STATED GOAL
Reproduce each line of the listing exactly.

MATERIALS PROVIDED
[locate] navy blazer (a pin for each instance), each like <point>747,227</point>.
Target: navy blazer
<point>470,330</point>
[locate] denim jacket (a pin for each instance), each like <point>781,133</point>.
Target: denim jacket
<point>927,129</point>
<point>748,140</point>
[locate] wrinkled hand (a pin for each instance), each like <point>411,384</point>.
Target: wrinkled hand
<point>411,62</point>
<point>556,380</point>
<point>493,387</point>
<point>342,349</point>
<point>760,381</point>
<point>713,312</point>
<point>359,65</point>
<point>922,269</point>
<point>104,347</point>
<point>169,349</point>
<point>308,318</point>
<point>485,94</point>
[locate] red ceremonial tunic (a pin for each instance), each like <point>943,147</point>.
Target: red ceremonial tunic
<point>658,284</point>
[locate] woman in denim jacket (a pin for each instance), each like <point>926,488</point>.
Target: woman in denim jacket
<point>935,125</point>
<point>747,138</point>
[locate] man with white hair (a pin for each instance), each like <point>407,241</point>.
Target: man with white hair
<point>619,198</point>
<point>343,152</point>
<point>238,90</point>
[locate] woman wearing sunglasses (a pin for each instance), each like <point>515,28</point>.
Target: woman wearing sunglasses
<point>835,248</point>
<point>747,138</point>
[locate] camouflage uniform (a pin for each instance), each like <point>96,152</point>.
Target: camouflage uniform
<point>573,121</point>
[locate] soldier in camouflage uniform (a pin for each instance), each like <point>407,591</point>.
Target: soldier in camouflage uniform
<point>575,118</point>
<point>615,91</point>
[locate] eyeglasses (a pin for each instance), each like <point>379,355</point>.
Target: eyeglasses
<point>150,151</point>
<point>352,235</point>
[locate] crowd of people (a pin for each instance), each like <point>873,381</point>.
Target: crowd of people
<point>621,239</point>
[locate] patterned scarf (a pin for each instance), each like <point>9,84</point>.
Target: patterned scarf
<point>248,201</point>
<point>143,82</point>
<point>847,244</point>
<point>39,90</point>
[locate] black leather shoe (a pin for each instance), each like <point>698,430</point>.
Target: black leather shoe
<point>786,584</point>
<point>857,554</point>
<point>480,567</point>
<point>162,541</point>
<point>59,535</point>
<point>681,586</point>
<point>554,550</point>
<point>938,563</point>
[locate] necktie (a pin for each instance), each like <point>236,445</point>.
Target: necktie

FULL ANSWER
[locate] navy blazer (a pin for each instance), each like <point>747,227</point>.
Target: navy blazer
<point>470,330</point>
[locate] denim jacket (a pin for each instance), each like <point>781,133</point>.
Target: denim jacket
<point>927,129</point>
<point>748,140</point>
[locate] wrinkled hand (a pin for each instance), each like <point>411,384</point>.
Target: wrinkled hand
<point>411,62</point>
<point>556,380</point>
<point>493,387</point>
<point>342,349</point>
<point>760,381</point>
<point>713,312</point>
<point>359,65</point>
<point>922,269</point>
<point>104,347</point>
<point>169,349</point>
<point>308,318</point>
<point>485,94</point>
[locate] red ceremonial tunic (a pin for each instance), each like <point>943,147</point>.
Target: red ceremonial tunic
<point>658,284</point>
[locate] woman in denim jacket (a pin for each instance), each like <point>926,488</point>.
Target: woman in denim jacket
<point>935,125</point>
<point>747,138</point>
[locate] man with white hair (a pin for each instance), each like <point>407,241</point>.
Target: man with white hair
<point>619,198</point>
<point>343,152</point>
<point>238,90</point>
[locate] woman wearing sunglasses (a pin for each instance), each like <point>515,28</point>.
Target: woman wearing sunglasses
<point>835,248</point>
<point>747,138</point>
[locate] camouflage uniform (a pin for each instance), each like <point>96,152</point>.
Target: camouflage uniform
<point>573,121</point>
[locate] soldier in camouflage uniform (a pin for each instance), each like <point>407,591</point>.
Target: soldier in camouflage uniform
<point>575,118</point>
<point>615,91</point>
[locate] eyeglasses (a pin for each instance), each like <point>379,355</point>.
Target: eyeglasses
<point>150,151</point>
<point>352,235</point>
[locate] crowd of people (a pin for each instance), each like <point>873,381</point>.
Target: crowd of people
<point>621,239</point>
[locate] patterned scarf (a pin for each instance), each like <point>9,84</point>.
Target: patterned scarf
<point>248,201</point>
<point>143,82</point>
<point>847,244</point>
<point>39,90</point>
[locate] black leather shoe (a pin for each instance), each like <point>698,430</point>.
Target: black leather shoe
<point>786,584</point>
<point>857,554</point>
<point>480,567</point>
<point>162,541</point>
<point>59,535</point>
<point>681,586</point>
<point>554,550</point>
<point>938,563</point>
[locate] necktie (a pin for each instance), each like <point>236,445</point>.
Target: necktie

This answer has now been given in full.